● **TASK DIRECTIONS**
Produce an exact copy of the lines from the line that contains "Retail shelf-audit station: indicate every instance of the curly" to the end of the listing below.
-- begin --
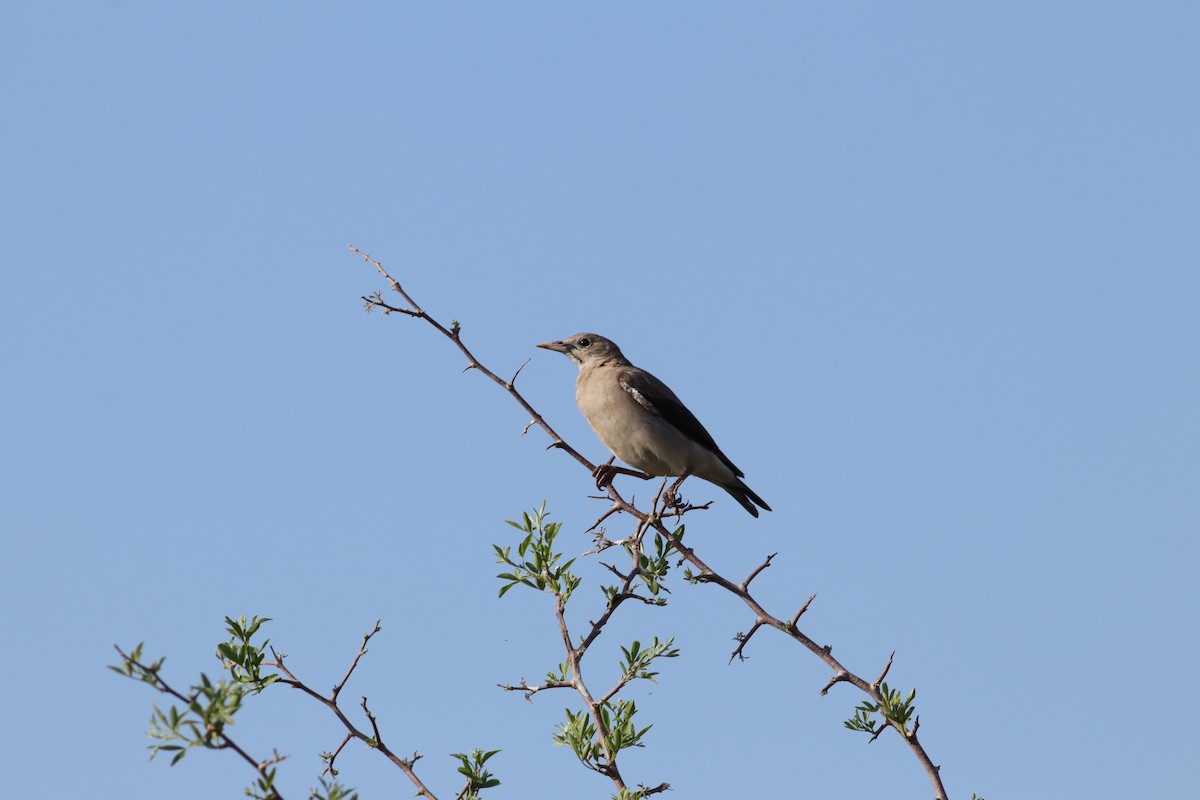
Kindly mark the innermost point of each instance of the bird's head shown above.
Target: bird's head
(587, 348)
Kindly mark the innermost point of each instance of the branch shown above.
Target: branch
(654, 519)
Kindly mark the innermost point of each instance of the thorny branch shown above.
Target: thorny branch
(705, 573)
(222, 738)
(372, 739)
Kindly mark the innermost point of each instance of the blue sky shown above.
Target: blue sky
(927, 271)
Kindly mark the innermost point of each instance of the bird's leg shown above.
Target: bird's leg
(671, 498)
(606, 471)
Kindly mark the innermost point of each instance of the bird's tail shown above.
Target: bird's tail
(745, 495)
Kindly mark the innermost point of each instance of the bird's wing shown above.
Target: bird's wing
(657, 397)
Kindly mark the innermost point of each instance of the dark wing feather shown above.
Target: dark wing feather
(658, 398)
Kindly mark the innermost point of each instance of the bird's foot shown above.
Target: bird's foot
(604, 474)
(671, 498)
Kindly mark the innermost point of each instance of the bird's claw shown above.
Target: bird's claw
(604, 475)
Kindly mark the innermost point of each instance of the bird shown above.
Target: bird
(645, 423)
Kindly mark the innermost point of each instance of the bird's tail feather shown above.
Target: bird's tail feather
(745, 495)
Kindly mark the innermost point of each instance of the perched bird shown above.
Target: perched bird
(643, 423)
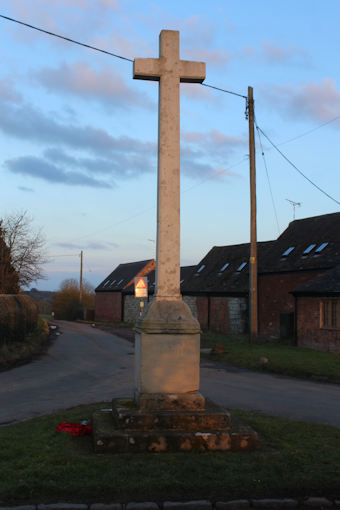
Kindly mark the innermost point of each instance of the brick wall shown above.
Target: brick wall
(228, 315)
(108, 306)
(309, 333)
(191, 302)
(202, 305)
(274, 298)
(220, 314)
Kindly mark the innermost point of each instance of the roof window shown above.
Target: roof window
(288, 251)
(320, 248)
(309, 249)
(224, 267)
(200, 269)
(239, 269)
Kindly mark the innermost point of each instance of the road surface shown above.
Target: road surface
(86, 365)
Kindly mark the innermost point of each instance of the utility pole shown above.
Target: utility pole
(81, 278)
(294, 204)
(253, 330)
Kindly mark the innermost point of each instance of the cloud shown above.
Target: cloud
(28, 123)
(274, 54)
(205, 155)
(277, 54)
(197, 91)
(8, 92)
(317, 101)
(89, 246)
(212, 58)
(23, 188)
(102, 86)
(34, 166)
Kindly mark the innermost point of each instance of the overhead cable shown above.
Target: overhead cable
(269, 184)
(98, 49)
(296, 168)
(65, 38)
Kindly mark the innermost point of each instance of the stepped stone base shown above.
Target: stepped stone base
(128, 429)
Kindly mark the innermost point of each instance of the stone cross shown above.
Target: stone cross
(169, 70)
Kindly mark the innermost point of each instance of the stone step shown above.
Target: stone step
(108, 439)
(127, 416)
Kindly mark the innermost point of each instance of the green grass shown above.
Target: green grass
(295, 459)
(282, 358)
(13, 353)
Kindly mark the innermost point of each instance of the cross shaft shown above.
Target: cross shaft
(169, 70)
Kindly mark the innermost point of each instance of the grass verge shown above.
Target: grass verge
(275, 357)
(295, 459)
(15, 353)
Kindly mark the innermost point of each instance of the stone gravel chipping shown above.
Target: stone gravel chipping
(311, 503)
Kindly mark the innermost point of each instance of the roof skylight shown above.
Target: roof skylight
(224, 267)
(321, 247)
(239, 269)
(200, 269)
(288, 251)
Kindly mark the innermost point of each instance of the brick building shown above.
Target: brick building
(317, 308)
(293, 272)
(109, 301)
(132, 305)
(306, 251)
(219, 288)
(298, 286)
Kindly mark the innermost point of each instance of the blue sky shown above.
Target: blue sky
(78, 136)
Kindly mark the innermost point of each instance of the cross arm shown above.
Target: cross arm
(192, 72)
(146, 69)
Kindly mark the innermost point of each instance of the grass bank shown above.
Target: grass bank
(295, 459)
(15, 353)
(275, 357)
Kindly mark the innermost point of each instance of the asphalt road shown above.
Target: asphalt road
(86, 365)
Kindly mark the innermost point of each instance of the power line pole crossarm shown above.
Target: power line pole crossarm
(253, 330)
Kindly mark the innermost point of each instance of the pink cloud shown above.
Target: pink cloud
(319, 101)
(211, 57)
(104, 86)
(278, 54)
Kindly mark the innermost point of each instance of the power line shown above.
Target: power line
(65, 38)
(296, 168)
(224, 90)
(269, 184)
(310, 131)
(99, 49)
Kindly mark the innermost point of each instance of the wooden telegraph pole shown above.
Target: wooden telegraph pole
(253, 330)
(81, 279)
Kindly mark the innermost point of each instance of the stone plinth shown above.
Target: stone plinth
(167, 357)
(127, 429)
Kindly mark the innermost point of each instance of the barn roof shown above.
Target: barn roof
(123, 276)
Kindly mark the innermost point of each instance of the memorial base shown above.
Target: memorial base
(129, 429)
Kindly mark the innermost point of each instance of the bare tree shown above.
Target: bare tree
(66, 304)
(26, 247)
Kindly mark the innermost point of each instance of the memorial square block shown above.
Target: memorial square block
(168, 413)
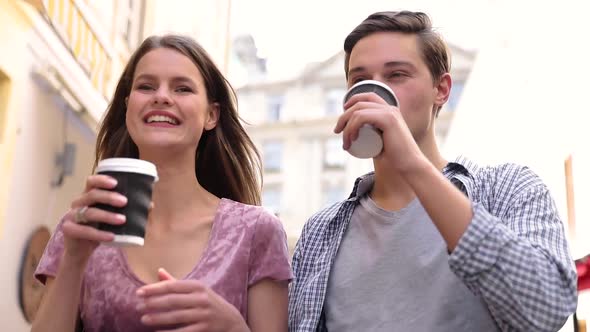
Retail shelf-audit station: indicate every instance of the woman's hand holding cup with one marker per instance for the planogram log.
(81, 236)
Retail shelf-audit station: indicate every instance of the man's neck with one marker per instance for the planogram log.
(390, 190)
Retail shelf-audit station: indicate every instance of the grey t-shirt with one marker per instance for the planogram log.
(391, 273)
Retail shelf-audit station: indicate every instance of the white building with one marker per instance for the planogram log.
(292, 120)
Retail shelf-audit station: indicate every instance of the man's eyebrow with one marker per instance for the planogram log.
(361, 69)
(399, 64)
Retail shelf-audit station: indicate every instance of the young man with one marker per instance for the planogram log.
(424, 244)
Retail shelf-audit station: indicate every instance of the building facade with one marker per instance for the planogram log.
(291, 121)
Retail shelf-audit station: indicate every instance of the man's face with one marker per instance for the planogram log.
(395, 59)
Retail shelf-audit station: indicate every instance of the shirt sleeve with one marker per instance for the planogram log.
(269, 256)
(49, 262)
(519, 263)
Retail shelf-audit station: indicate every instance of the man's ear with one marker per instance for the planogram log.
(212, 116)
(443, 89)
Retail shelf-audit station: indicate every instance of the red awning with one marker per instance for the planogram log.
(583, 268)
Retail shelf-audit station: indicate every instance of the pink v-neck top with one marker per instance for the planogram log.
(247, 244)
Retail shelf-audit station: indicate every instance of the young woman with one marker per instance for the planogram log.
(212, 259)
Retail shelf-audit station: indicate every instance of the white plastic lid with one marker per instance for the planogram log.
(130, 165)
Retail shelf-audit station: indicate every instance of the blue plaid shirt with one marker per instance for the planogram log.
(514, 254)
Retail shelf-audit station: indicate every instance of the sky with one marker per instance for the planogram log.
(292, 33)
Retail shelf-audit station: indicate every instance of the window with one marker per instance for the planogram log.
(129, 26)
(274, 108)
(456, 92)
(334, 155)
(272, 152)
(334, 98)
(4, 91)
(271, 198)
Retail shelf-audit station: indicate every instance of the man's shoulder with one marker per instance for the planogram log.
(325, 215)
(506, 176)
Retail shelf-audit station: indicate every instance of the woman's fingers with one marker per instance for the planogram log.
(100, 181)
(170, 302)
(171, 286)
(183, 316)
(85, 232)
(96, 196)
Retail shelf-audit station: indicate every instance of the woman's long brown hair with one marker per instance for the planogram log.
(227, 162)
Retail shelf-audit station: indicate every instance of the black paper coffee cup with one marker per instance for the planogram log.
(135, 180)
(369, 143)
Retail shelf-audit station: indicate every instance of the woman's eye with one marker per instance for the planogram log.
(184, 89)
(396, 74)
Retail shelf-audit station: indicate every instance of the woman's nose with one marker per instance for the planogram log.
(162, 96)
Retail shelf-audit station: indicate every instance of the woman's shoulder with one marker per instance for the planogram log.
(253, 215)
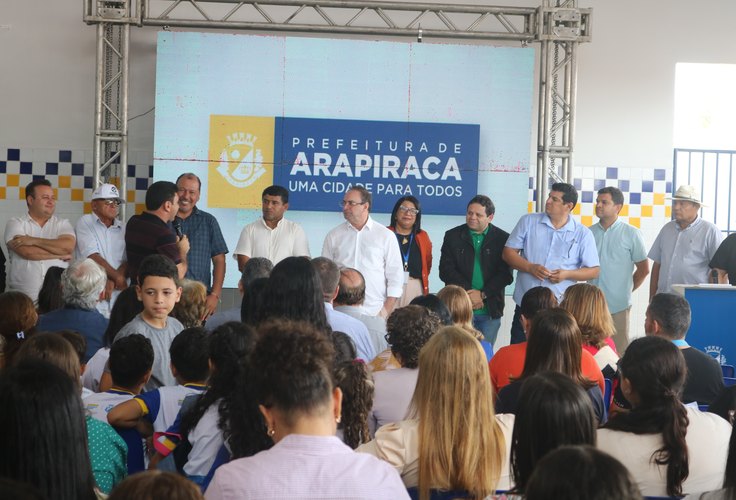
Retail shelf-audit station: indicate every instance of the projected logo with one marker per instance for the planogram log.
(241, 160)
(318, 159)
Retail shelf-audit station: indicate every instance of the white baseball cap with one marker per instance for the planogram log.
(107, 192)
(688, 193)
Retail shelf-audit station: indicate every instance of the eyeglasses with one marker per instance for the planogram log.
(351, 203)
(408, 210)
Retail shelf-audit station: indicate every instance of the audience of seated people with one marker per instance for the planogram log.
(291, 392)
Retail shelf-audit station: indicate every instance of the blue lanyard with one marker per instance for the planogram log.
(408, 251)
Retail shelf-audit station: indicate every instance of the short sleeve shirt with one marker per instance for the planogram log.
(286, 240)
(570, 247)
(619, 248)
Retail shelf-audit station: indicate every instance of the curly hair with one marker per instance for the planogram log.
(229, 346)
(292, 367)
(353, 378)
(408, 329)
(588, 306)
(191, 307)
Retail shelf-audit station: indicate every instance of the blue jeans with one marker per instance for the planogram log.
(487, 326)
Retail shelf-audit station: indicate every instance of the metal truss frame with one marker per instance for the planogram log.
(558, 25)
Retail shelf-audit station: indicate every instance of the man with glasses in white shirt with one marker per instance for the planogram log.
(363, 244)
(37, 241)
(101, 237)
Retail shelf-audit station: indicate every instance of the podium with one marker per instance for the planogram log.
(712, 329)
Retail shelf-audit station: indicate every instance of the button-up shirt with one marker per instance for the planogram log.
-- end --
● **RESULT FOR THIS EXERCISE**
Retail shelf-audit station: indicate every instance of the curly hair with one marker per instance for the planogram log.
(229, 346)
(292, 367)
(353, 378)
(408, 329)
(588, 306)
(191, 307)
Retail shelf-audit station: indicate every instance of the blue jeans with one marker per instance for the planogram log.
(487, 326)
Retail shelf-audit station: indicate every instance of the metal truss frame with one marker per instance for the planogram log.
(558, 25)
Retail shelf-audit station: indicate every instance of the man with glasses in white shirt with one marker per instance for the planogram log.
(363, 244)
(37, 241)
(101, 237)
Retail shelf-audit station: indicate every instance of the podium with one marker per instance for the planogram log.
(712, 329)
Retail shelf-audit station: indicate every instance of the button-up shirt with one marker per instance for the planogram log.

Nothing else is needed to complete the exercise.